Extracted text>
**********

Abstract| Volume 22, SUPPLEMENT , S476-S477, April 2014

Selective inhibition of matrix metalloprotease-13 by hyaluronic acid alkylamide derivatives for the intra-articular treatment of osteoarthritis

      Purpose: In the pathophysiology of osteoarthritis (OA) several mediators are involved, however the attempts to develop a drug acting on specific targets involved in OA progression (e.g. Matrix Metalloproteases: MMPs) failed at various stages due to unfavourable pharmacokinetics or chronic toxicity. On the other hand Hyaluronic Acid (HA) is widely used as an intra-articular therapy for OA thanks to its capacity of restoring viscoelasticity and lubrication in degraded synovial fluid and to its beneficial effects on inflammation and cartilage metabolism.
      We describe here the selection of a HA alkylamide derivative (HYADD®4) with inhibitory activity in the micromolar range vs MMP13, for the intra-articular treatment of OA patients.
      Methods: Chlostridium histolyticum Collagenase (ChC) was used as model of MMP. A number of selected glycosaminoglycans currently used in viscosupplements were compared for their inhibitory effect on ChC enzymatic activity: Chondroitin Sulfate (CS), unmodified HA, HA cross-linked and HA amidated with hexadecylamine, all formulated at 8 mg/ml in PBS pH 7, were incubated in presence of ChC at 37°C and samples withdrawn at different timepoints were tested in a ChC activity assay. In order to abolish the effect of physical entrapment of the enzyme, the test was repeated after depolymerization of the materials by heating at 105°C for 24 h before incubation with ChC.
      For the screening of the modified HAs: six amide derivatives of HA were synthesized by alkylation at the carboxylic group of the D-Glucuronic acid unit with a series of linear alkyl chains C8, C12, C15, C16, C18 and a benzyl group, at the same amidation degree. The inhibition constant (Ki) of the depolymerized HA amide derivatives, versus ChC was measured by steady-state kinetics experiments at several inhibitor concentration.

**********

Image-grounded pointing data
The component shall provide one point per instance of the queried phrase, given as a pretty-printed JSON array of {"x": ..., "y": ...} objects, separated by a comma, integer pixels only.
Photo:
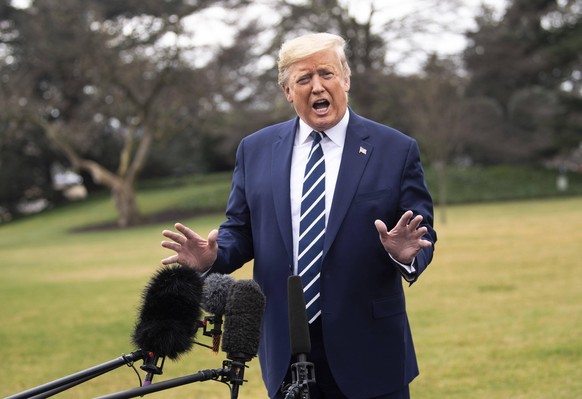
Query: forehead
[{"x": 326, "y": 59}]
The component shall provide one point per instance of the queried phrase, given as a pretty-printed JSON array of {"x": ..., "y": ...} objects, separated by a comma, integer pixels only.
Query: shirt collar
[{"x": 336, "y": 134}]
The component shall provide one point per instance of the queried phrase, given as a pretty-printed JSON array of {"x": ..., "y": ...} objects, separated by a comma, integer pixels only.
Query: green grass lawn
[{"x": 497, "y": 314}]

**********

Questions to answer>
1/ Rewrite the osteoarthritis abstract from "Abstract| Volume 22, SUPPLEMENT" to "and cartilage metabolism.", swapping "viscoelasticity" for "elasticity".
2/ According to the osteoarthritis abstract, at what concentration and in what buffer were the glycosaminoglycans formulated before incubation with ChC?
3/ Translate this sentence from the osteoarthritis abstract into French: "We describe here the selection of a HA alkylamide derivative (HYADD®4) with inhibitory activity in the micromolar range vs MMP13, for the intra-articular treatment of OA patients."

Answers provided>
1/
Abstract| Volume 22, SUPPLEMENT , S476-S477, April 2014

Selective inhibition of matrix metalloprotease-13 by hyaluronic acid alkylamide derivatives for the intra-articular treatment of osteoarthritis

      Purpose: In the pathophysiology of osteoarthritis (OA) several mediators are involved, however the attempts to develop a drug acting on specific targets involved in OA progression (e.g. Matrix Metalloproteases: MMPs) failed at various stages due to unfavourable pharmacokinetics or chronic toxicity. On the other hand Hyaluronic Acid (HA) is widely used as an intra-articular therapy for OA thanks to its capacity of restoring elasticity and lubrication in degraded synovial fluid and to its beneficial effects on inflammation and cartilage metabolism.

2/ At 8 mg/ml in PBS pH 7.

3/ Nous décrivons ici la sélection d'un dérivé alkylamide de l'AH (HYADD®4) présentant une activité inhibitrice de l'ordre du micromolaire vis-à-vis de la MMP13, pour le traitement intra-articulaire des patients atteints d'arthrose.